Point annotation records:
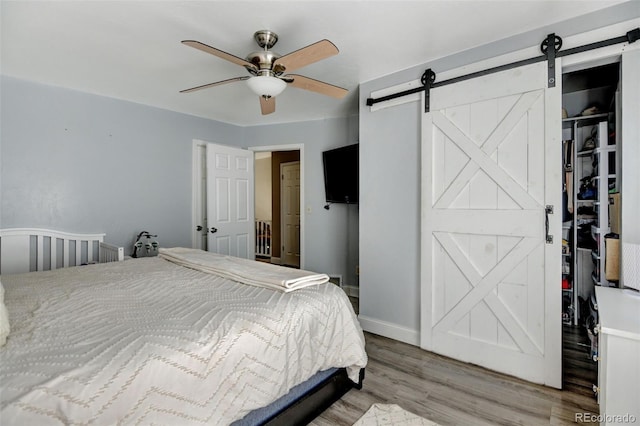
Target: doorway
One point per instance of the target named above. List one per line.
(270, 198)
(278, 154)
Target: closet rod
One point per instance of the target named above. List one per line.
(428, 83)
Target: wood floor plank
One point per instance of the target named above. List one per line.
(451, 392)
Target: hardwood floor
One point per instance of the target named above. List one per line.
(449, 392)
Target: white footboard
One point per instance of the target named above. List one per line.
(32, 249)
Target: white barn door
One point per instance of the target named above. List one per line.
(230, 203)
(491, 162)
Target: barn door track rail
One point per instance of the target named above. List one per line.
(550, 48)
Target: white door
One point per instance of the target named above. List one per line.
(491, 162)
(290, 213)
(230, 208)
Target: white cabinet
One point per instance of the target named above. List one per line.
(619, 356)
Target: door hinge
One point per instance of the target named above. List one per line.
(547, 211)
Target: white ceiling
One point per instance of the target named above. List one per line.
(131, 50)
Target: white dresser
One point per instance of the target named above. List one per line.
(619, 356)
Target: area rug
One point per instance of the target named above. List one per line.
(391, 415)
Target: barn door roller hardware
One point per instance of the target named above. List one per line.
(550, 48)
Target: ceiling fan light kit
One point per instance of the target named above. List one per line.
(266, 86)
(268, 69)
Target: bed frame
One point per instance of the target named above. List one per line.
(312, 403)
(34, 249)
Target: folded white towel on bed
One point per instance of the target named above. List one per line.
(246, 271)
(4, 318)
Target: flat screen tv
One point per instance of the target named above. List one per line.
(341, 174)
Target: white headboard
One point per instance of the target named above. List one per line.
(32, 249)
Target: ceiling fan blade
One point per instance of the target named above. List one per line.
(217, 83)
(219, 53)
(307, 55)
(267, 105)
(306, 83)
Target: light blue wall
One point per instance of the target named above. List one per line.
(74, 161)
(390, 181)
(84, 163)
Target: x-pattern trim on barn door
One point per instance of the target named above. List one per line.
(480, 157)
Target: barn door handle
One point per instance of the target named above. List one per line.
(547, 211)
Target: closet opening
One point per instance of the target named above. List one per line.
(590, 212)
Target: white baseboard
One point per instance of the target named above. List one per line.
(390, 330)
(351, 290)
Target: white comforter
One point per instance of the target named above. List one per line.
(148, 341)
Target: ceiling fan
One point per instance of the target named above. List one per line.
(267, 69)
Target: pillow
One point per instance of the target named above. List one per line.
(4, 318)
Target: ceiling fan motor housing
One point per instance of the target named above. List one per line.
(264, 60)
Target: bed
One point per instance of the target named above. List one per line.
(174, 339)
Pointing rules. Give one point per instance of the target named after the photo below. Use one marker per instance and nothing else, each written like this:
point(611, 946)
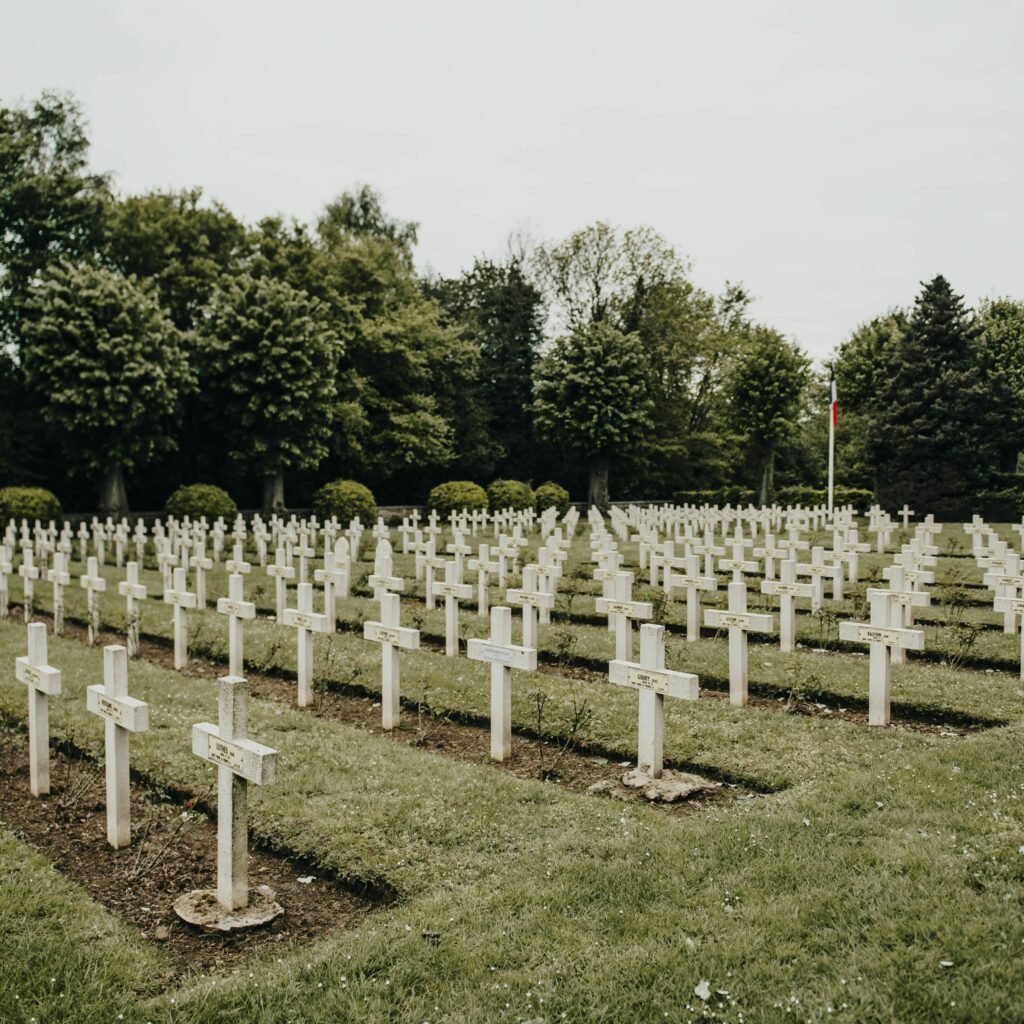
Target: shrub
point(195, 500)
point(29, 503)
point(346, 500)
point(552, 495)
point(455, 496)
point(510, 495)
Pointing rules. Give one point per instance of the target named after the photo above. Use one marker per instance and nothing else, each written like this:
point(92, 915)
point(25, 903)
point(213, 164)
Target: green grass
point(884, 853)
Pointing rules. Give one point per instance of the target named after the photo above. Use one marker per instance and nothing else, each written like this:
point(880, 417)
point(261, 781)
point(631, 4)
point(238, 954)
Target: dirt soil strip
point(576, 767)
point(174, 850)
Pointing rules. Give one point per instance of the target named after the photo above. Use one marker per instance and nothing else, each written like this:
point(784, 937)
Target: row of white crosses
point(226, 744)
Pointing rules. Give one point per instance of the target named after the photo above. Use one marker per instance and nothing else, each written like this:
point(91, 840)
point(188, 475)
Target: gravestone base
point(670, 785)
point(201, 908)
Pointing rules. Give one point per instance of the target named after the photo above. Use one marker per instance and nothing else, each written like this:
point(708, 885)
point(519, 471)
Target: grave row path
point(459, 843)
point(841, 677)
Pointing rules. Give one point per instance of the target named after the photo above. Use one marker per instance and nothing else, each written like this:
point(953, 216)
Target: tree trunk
point(598, 494)
point(113, 496)
point(273, 493)
point(768, 476)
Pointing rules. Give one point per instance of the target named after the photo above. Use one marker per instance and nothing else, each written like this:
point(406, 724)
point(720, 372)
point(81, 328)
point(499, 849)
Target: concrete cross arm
point(252, 761)
point(865, 633)
point(241, 609)
point(780, 589)
point(632, 609)
point(506, 654)
point(388, 583)
point(44, 678)
point(700, 583)
point(536, 599)
point(397, 636)
point(907, 598)
point(674, 684)
point(750, 621)
point(312, 621)
point(129, 713)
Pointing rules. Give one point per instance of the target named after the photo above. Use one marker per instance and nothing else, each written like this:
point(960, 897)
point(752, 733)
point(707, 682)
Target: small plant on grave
point(564, 641)
point(827, 621)
point(148, 850)
point(964, 637)
point(80, 777)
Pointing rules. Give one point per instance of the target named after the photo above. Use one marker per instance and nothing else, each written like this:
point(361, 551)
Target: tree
point(591, 398)
point(501, 312)
point(50, 207)
point(932, 436)
point(108, 368)
point(765, 385)
point(269, 361)
point(179, 244)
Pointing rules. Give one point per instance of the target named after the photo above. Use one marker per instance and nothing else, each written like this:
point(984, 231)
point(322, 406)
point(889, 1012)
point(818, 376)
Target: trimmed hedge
point(510, 495)
point(458, 496)
point(195, 500)
point(29, 503)
point(551, 495)
point(346, 500)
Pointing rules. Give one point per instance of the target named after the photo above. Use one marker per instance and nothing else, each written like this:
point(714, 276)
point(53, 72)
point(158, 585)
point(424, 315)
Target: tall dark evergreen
point(502, 312)
point(931, 436)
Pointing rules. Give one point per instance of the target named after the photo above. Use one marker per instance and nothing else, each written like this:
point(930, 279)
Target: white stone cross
point(237, 608)
point(122, 715)
point(43, 682)
point(881, 639)
point(694, 583)
point(382, 581)
point(281, 571)
point(5, 570)
point(202, 564)
point(180, 598)
point(503, 656)
point(93, 584)
point(306, 623)
point(622, 610)
point(60, 578)
point(29, 572)
point(529, 597)
point(484, 567)
point(239, 761)
point(739, 622)
point(653, 682)
point(786, 590)
point(391, 637)
point(453, 591)
point(133, 592)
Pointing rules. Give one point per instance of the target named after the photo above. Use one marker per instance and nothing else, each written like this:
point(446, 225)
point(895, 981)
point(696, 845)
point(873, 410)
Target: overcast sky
point(828, 156)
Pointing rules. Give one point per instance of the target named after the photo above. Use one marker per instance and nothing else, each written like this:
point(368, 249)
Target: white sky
point(828, 156)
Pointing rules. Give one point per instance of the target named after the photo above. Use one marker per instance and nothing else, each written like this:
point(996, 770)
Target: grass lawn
point(861, 863)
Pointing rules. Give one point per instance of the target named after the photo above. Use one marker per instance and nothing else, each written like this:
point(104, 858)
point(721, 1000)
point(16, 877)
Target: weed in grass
point(566, 737)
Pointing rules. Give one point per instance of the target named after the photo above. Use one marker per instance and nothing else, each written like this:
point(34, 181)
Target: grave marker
point(122, 715)
point(503, 656)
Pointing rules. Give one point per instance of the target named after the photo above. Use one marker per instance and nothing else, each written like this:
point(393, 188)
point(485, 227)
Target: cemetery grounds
point(836, 871)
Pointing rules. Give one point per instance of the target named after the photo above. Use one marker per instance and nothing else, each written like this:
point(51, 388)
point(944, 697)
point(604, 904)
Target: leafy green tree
point(592, 398)
point(932, 438)
point(501, 312)
point(765, 384)
point(1001, 348)
point(108, 368)
point(179, 244)
point(269, 366)
point(51, 208)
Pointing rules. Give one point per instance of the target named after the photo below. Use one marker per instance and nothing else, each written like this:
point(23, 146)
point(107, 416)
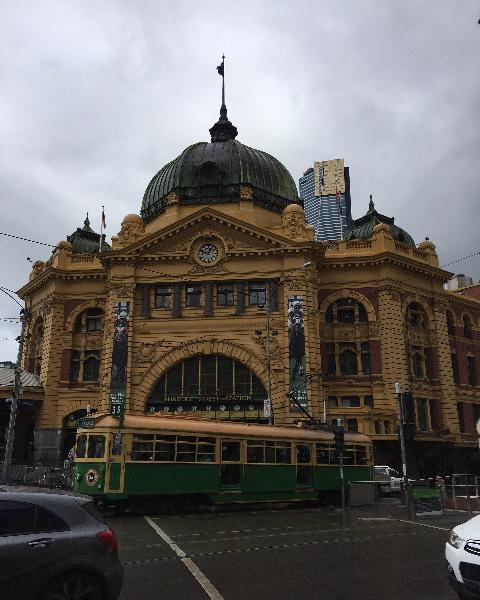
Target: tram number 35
point(116, 410)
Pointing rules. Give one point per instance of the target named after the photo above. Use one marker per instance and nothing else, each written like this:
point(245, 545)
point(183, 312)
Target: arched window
point(467, 327)
point(348, 361)
point(346, 310)
point(216, 386)
point(416, 316)
point(450, 323)
point(91, 365)
point(90, 320)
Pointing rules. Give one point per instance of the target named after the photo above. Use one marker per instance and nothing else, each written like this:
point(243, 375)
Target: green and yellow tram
point(159, 462)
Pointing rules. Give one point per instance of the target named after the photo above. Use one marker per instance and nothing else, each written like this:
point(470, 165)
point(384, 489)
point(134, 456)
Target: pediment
point(236, 235)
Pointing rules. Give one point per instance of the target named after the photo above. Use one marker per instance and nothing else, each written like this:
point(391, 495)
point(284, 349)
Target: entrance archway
point(211, 385)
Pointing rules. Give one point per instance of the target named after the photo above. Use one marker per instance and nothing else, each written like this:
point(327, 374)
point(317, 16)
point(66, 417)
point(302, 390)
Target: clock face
point(208, 253)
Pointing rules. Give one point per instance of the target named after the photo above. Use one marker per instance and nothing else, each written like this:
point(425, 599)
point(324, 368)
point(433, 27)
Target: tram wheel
point(72, 586)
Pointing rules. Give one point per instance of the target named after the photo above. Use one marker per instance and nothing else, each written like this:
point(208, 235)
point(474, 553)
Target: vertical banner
point(296, 351)
point(118, 380)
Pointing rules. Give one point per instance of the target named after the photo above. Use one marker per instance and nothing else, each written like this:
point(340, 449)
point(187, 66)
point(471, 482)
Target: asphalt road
point(284, 555)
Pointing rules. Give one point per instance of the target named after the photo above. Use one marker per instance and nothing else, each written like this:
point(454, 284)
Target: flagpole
point(223, 80)
point(101, 227)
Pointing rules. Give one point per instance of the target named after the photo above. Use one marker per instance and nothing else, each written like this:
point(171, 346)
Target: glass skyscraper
point(325, 190)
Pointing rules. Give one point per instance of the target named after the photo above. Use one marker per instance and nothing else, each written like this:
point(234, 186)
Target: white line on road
point(202, 579)
point(424, 525)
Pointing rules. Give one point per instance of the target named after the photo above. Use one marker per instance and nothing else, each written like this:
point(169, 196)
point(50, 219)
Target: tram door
point(115, 471)
point(230, 467)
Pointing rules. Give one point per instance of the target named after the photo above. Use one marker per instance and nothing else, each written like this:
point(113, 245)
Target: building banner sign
point(118, 380)
point(296, 351)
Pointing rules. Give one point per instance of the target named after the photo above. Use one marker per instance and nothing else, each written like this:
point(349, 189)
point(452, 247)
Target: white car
point(393, 479)
point(462, 552)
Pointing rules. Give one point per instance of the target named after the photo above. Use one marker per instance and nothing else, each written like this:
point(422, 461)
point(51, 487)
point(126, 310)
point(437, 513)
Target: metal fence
point(39, 476)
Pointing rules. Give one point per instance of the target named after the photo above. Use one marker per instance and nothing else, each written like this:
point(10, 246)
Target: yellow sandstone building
point(203, 304)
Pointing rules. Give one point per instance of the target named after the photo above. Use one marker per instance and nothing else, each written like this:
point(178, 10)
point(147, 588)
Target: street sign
point(86, 423)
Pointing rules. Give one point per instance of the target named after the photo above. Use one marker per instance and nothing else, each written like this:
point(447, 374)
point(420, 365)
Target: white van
point(391, 477)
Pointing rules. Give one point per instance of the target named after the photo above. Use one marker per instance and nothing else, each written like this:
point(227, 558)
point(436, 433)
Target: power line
point(17, 237)
point(10, 296)
point(460, 259)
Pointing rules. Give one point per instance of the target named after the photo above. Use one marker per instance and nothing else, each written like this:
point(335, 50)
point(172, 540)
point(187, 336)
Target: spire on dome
point(223, 130)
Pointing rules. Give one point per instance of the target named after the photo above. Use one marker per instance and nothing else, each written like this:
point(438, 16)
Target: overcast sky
point(96, 96)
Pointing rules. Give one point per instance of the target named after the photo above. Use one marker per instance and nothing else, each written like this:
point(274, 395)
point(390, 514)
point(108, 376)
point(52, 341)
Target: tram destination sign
point(118, 380)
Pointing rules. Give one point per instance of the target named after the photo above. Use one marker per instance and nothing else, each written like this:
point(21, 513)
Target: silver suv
point(56, 546)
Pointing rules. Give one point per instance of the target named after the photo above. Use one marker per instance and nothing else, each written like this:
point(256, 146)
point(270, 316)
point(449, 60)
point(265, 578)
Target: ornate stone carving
point(246, 193)
point(275, 349)
point(219, 267)
point(124, 290)
point(132, 228)
point(147, 352)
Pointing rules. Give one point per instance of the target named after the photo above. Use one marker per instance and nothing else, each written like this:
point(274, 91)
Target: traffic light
point(339, 436)
point(408, 409)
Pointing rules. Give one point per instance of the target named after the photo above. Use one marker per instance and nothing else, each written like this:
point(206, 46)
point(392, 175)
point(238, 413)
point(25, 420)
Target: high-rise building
point(325, 189)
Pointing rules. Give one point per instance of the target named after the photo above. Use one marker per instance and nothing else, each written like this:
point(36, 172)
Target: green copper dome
point(215, 173)
point(362, 228)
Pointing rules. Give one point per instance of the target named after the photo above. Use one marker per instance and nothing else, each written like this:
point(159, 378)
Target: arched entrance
point(212, 385)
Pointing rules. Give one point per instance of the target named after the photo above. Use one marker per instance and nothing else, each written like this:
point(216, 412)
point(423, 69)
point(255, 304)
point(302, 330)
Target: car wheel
point(74, 586)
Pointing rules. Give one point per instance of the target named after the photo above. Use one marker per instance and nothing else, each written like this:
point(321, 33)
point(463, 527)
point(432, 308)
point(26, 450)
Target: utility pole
point(401, 428)
point(16, 396)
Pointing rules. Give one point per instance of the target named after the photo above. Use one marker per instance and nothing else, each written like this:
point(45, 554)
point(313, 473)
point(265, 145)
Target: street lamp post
point(15, 397)
point(268, 408)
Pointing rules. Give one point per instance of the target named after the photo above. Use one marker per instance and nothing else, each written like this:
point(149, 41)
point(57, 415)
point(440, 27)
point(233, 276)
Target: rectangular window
point(74, 366)
point(96, 446)
point(304, 453)
point(323, 451)
point(194, 295)
point(472, 371)
point(257, 293)
point(163, 296)
point(352, 425)
point(230, 451)
point(366, 359)
point(332, 402)
point(165, 448)
point(331, 363)
point(350, 401)
point(224, 294)
point(368, 401)
point(190, 376)
point(422, 414)
point(456, 377)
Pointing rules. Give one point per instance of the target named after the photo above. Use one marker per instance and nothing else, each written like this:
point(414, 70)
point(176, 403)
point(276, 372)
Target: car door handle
point(40, 543)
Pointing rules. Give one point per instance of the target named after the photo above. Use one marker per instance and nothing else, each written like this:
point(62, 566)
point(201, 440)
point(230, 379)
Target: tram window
point(81, 446)
point(206, 449)
point(186, 449)
point(270, 452)
point(142, 447)
point(254, 451)
point(360, 455)
point(283, 453)
point(165, 449)
point(348, 456)
point(230, 451)
point(323, 454)
point(117, 444)
point(304, 476)
point(304, 454)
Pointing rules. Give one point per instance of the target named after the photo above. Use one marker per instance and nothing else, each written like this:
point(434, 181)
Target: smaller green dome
point(362, 228)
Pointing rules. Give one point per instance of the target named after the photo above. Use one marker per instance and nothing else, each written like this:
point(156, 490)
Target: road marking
point(202, 579)
point(424, 525)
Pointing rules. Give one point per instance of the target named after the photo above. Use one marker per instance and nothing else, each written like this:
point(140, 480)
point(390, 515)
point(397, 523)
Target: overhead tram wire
point(18, 237)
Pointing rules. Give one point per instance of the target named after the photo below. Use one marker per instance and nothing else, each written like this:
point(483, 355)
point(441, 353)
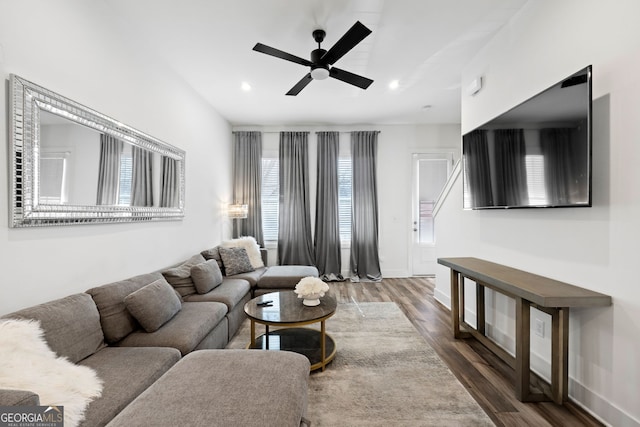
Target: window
point(270, 198)
point(344, 198)
point(534, 164)
point(53, 177)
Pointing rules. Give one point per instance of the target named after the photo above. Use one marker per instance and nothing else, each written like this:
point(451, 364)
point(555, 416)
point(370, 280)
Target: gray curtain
point(476, 149)
point(559, 162)
point(169, 183)
point(141, 177)
point(295, 246)
point(365, 262)
point(109, 170)
point(247, 183)
point(327, 235)
point(511, 179)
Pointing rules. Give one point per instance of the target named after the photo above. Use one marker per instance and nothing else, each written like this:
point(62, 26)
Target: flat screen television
point(538, 154)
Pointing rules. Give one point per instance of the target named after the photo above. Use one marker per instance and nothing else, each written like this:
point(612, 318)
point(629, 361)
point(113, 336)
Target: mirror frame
point(27, 99)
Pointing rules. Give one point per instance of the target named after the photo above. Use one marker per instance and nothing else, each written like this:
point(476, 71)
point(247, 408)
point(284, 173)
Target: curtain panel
point(365, 261)
point(247, 183)
point(560, 160)
point(169, 185)
point(327, 231)
point(510, 160)
point(295, 246)
point(109, 170)
point(476, 148)
point(141, 177)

• _Exercise objective_: Display every line of the data that contains the string "tram", treating uppercase and lowercase letters as distinct.

• _Response_:
Target: tram number 35
Target: green and yellow tram
Target: tram wheel
Target: tram door
Target: tram destination sign
Target: tram window
Target: overhead tram wire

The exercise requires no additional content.